Goal of the exercise:
Reproduce every line of the records below word for word, omitting the pictures.
====
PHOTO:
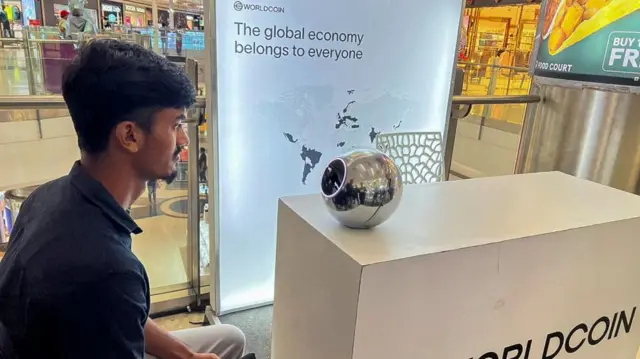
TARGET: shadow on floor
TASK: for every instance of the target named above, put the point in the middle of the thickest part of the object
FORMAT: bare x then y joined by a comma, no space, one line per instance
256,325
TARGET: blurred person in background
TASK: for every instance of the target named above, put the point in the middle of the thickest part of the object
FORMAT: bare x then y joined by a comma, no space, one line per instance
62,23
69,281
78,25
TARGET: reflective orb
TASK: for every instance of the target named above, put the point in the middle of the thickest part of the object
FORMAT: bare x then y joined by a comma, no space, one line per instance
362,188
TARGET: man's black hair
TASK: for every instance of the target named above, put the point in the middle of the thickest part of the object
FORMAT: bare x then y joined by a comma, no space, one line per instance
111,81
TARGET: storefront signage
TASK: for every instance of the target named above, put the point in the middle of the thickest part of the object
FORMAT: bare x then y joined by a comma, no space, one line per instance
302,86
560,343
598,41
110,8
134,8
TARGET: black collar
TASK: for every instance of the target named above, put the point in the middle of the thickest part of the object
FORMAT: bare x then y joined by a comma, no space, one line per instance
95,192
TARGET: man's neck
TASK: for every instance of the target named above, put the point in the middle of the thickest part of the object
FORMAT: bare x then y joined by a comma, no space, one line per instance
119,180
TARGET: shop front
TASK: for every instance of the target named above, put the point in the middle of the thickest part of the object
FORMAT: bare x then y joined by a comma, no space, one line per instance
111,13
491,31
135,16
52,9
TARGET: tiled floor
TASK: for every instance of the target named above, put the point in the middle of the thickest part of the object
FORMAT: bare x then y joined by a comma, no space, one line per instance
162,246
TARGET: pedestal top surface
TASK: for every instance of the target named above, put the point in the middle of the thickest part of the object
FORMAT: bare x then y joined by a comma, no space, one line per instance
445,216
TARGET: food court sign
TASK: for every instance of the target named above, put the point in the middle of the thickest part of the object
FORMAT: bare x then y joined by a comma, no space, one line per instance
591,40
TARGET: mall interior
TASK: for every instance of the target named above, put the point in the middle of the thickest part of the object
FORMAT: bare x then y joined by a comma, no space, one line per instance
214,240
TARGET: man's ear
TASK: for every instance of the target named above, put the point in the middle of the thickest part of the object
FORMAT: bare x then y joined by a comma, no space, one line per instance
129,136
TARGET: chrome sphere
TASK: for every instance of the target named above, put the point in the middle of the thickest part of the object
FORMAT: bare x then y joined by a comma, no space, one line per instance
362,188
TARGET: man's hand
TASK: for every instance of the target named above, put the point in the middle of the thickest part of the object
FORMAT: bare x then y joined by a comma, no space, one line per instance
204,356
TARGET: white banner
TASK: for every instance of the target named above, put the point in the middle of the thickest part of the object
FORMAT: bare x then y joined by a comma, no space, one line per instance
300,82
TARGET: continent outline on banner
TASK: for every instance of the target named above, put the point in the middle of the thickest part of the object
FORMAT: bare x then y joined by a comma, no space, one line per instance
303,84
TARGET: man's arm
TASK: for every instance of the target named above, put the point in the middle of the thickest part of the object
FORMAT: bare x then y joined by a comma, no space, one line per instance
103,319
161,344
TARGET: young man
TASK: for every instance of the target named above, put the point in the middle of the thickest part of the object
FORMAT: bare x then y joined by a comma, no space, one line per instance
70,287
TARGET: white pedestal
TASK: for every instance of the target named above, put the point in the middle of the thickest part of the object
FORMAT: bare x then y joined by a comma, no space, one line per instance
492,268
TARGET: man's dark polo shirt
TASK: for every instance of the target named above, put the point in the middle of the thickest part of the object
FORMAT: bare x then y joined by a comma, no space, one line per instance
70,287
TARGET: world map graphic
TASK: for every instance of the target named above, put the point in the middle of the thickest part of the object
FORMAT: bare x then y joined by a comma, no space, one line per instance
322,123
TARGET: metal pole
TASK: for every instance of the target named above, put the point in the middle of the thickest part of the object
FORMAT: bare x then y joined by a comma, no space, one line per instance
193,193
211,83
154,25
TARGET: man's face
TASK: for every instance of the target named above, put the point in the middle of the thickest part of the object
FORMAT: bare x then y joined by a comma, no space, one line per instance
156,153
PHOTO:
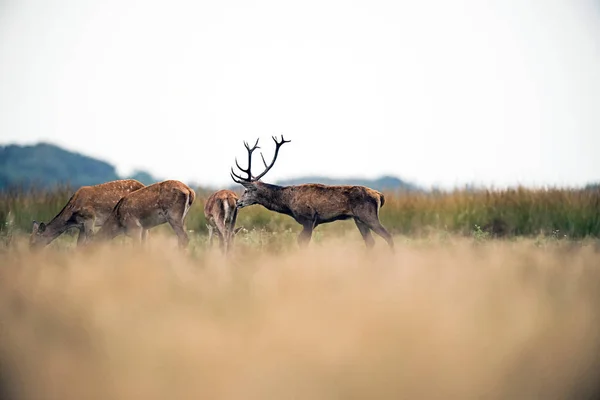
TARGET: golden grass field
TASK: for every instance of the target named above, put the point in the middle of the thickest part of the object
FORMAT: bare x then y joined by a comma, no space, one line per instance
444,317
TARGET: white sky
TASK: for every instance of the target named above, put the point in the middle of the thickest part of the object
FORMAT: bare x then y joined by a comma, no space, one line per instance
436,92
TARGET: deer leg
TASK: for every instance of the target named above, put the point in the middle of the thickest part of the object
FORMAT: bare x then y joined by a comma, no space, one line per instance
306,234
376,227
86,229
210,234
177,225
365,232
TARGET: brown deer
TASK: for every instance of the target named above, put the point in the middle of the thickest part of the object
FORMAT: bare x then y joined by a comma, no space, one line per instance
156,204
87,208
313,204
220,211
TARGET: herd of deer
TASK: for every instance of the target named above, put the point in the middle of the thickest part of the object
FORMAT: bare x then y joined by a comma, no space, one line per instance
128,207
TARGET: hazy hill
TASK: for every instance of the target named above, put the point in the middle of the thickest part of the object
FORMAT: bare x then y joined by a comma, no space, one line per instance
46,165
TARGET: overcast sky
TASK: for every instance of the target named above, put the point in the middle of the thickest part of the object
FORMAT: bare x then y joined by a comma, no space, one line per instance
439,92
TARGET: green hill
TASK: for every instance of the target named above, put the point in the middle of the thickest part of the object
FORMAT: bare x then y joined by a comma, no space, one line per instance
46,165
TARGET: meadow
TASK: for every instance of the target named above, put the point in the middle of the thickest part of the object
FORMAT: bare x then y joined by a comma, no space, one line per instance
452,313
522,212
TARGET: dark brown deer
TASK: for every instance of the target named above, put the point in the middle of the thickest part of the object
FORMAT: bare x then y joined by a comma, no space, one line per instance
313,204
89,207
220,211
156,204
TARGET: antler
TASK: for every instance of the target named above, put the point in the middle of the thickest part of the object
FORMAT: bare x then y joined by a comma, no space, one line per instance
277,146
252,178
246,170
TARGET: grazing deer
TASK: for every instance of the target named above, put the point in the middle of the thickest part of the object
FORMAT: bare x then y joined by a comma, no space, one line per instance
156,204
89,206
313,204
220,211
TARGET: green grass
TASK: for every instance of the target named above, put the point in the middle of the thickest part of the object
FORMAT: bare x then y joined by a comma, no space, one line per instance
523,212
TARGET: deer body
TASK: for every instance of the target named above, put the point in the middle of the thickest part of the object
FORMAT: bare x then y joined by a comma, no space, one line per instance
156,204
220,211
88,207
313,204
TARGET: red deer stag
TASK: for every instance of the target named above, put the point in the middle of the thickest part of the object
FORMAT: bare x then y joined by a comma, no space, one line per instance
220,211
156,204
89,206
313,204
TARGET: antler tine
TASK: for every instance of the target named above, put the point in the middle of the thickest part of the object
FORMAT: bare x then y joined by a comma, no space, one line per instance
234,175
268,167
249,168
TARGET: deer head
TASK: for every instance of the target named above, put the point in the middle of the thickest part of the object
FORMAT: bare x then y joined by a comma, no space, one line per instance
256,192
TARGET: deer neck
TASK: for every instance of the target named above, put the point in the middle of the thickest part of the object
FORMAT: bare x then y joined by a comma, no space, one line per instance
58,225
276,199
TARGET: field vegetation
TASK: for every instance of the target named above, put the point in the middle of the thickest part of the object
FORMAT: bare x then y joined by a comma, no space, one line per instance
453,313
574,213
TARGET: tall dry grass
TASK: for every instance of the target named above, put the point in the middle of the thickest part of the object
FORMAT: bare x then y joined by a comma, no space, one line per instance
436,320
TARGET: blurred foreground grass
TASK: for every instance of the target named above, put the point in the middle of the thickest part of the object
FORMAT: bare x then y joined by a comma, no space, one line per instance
====
Completed exercise:
PHOTO:
TARGET: shadow on floor
TASK: for every instance of the target named above, put the point in the middle of the thickest part of the object
FORMAT: bare x then y joined by a comma, no space, one line per instance
256,325
TARGET: blurred person in background
TASK: for every instance of the target named above, put the point in the middle of the thickest part of the object
FORMAT: bare x then y joined by a comma, no space, one line per instance
62,23
69,281
78,25
TARGET: reflective orb
TASK: for every instance of the target named above, put the point in the middle of the thickest part of the object
FORMAT: bare x then y joined by a comma, no space, one line per instance
362,188
TARGET: man's black hair
TASK: for every instance of the target named above, put the point in the middle of the thickest part of the object
FORMAT: bare x then y joined by a comma, no space, one line per instance
111,81
TARGET: storefront signage
TASK: for every instance of the target named above, put the point in the middle of the thickest part of the object
FORMAT: bare x then y joined by a comma, no space, one line per instance
302,86
560,343
598,41
110,8
134,8
TARGET: black collar
TASK: for every instance of the target named above, put the point in the middle of the thickest part of the object
FORMAT: bare x then y joined by a comma, no space, one line per instance
95,192
TARGET: man's neck
TASK: for every instance of the target named above, put the point in the middle of the thickest part of the object
FORMAT: bare x then y joined by a comma, no space, one line per instance
119,180
TARGET: shop front
TASK: for every instance of the target named above, put the point in the middle of the thickest part of the object
FORMAT: bare x then y joined by a comma, no space, one line per instance
111,13
491,31
135,16
52,9
TARGET: tiled floor
TASK: for every instance of the target named above, put the point in the middle of the thickest part of the object
FORMAT: bare x then y joined by a comma, no space, one line per instance
162,246
TARGET: pedestal top surface
TASK: for every instance of the target named above, put the point in the middle of the thickest part of the object
FORMAT: bare x then y joined by a comma, no space, one line per instance
445,216
TARGET: food court sign
TASK: for every instance of the target named above, put the point in the middle of the thickest part of the object
FORMAT: bare x then y joined by a comma, no space, one line per instance
591,40
TARGET: mall interior
TASK: for every instance of the target named above, put the point in the middle of the thickest part of the object
FORMAT: bare x then y joined by a comma, no space, one line per instance
214,240
TARGET: man's ear
TASK: for every instance of the target named above, put the point in the middle of the thickest part of the object
FORMAT: bare x then y joined by a comma, no space, one line per instance
129,136
TARGET: chrome sphere
TASK: for every instance of the target named above, put the point in the middle of the thickest part of the object
FORMAT: bare x then y joined by a comma, no space, one line per instance
362,188
TARGET: man's hand
TASK: for every instance of the target named above, put the point in the middle of the thickest part of the object
FORMAT: bare x then y joined by a comma, no space, one line per instance
204,356
TARGET: white banner
TASK: for every instance of the target named above, put the point in the middle of the thickest part of the object
FORMAT: bare x then y joined by a comma, no space, one line per instance
300,82
TARGET: continent outline on banner
TASK: for every instance of the target named above, put the point in the middle of the thickest part of the object
FORMAT: bare x then y joined by a comma, no space, one line per instance
303,84
TARGET: man's arm
TASK: for every instance of the target named above, put the point in the middle of the thickest part of the object
FORMAT: bare x then y joined by a comma, no space, one line per instance
103,319
161,344
TARGET: young man
TASK: for every instance of the target named above, put the point in the middle of the thickest part of the object
FORMAT: bare x then y joined by a comma, no space, one line per instance
70,287
TARGET: white pedestal
TASK: for every instance of the target named above, put the point in the middle of the thickest part of the object
FORMAT: bare x then y joined by a comma, no space, one line per instance
492,268
TARGET: man's dark polo shirt
TASK: for every instance of the target named above, put the point in the middle of the thickest part of the object
FORMAT: bare x then y joined by a comma, no space, one line per instance
70,287
TARGET: world map graphic
TASK: for every instance of the target named above, put the point in the middle of the thickest part of the object
FORMAT: bare x then y joined by a comma, no space, one line per instance
322,123
TARGET: metal pole
TASK: for every instance of the target named above, put the point in the middle of the thickest part of the object
FORMAT: bare x then y joined by a comma, no space, one line per instance
193,193
211,83
154,25
TARGET: man's face
TASK: for every instance of the target named above, put the point in the middle of the thickest part of the object
FORMAT: bare x then y joined by a comma, no space, one line per instance
156,153
PHOTO:
TARGET: golden grass field
TASK: for every instance of the target named above, put the point in the middle of the thickest part of the object
FORMAT: bare x then y joined by a comma, no space, one line per instance
444,317
TARGET: white sky
TASK: for every instance of the target named above, put the point in the middle of the thickest part of the object
FORMAT: bare x then y joined by a comma, no space, one line per instance
436,92
TARGET: deer leg
TASK: for every instance of the target named above, put the point in the middle of the thickest part of the object
FORMAT: bare x then y joined by a comma, no space, one line per instance
306,234
376,227
86,229
210,234
177,225
365,232
TARGET: brown deer
TASK: for every instance of the target named above, put the point in the middle of the thickest part of the object
FORMAT: bare x then y joined by a comma, no space, one line per instance
156,204
87,208
313,204
220,211
TARGET: herd of deer
TASK: for every instance of the target named above, put the point in the middle of the thickest part of the object
FORMAT: bare x then y joined by a comma, no space, one line per instance
128,207
TARGET: hazy hill
TASK: for every instance of the target named above, put the point in the middle of the thickest part of the object
FORMAT: bare x then y joined by a comma, no space, one line per instance
46,165
TARGET: overcast sky
TASK: for every instance of the target named above, put the point in the middle of the thickest part of the object
FORMAT: bare x then y joined by a comma, no space, one line per instance
439,92
TARGET: green hill
TASK: for every instance of the target named above, put the point in the middle of the thickest part of the object
FORMAT: bare x then y joined by a comma, no space, one line per instance
46,165
TARGET: meadow
TASK: for every instance of the target named above, put the point in the middle of the thickest part of the object
FORMAT: bare x then y joined by a comma, no space, one line per instance
452,313
522,212
TARGET: dark brown deer
TASK: for every instance of the target named above, put the point in the middle of the thickest part of the object
FORMAT: bare x then y joined by a comma, no space, one line per instance
313,204
89,207
220,211
156,204
TARGET: antler
TASK: for every instance of the target named above, put the point in the middle of the thickest part of the object
FORMAT: bare x then y joined by a comma, no space, one line per instance
277,146
252,178
246,170
TARGET: grazing deer
TASK: for every instance of the target named above, put the point in the middle of the thickest part of the object
FORMAT: bare x then y joined by a comma, no space, one line per instance
156,204
89,206
313,204
220,211
TARGET: green grass
TASK: for every instance of the target named above, put the point in the middle of the thickest part of the object
FORMAT: bare x then y joined by a comma, no space, one line per instance
523,212
TARGET: deer body
TASK: for every instance of the target named above, put the point in the middle of the thickest part of the object
FORMAT: bare x then y joined by a comma, no space, one line per instance
156,204
220,211
88,207
313,204
TARGET: red deer stag
TASK: for every instance of the target named above, put the point in the middle of the thickest part of the object
FORMAT: bare x then y joined by a comma, no space, one line per instance
220,211
156,204
89,206
313,204
TARGET: antler tine
TASK: for every instance of the target named above, put the point in the middle of the thickest part of the object
FORMAT: bare x then y joined by a comma, no space, one line per instance
234,175
268,167
249,168
TARGET: deer head
TASK: for every instance of the target named above, put the point in the middle of the thickest part of the object
FORMAT: bare x then y joined by a comma, no space, one line per instance
256,192
TARGET: deer neck
TASK: for every instance of the target named above, put the point in the middle of the thickest part of the object
FORMAT: bare x then y joined by a comma, no space, one line per instance
58,225
276,199
TARGET: field vegetation
TASK: for every instance of the target named above, put the point in the middle of the thickest part of the object
FORMAT: bare x then y joined by a comma, no space, one line per instance
453,313
574,213
TARGET: tall dry grass
TASK: for every instance of the target named above, put the point in the middle of the thickest part of the object
FORMAT: bare x then y joined by a comma, no space, one line per instance
436,320
TARGET: blurred foreground grass
TASK: for every instance of the target named above, put the point in the middle of the thickest part of the object
FORMAT: bare x then y joined by a comma, no space, one line per instance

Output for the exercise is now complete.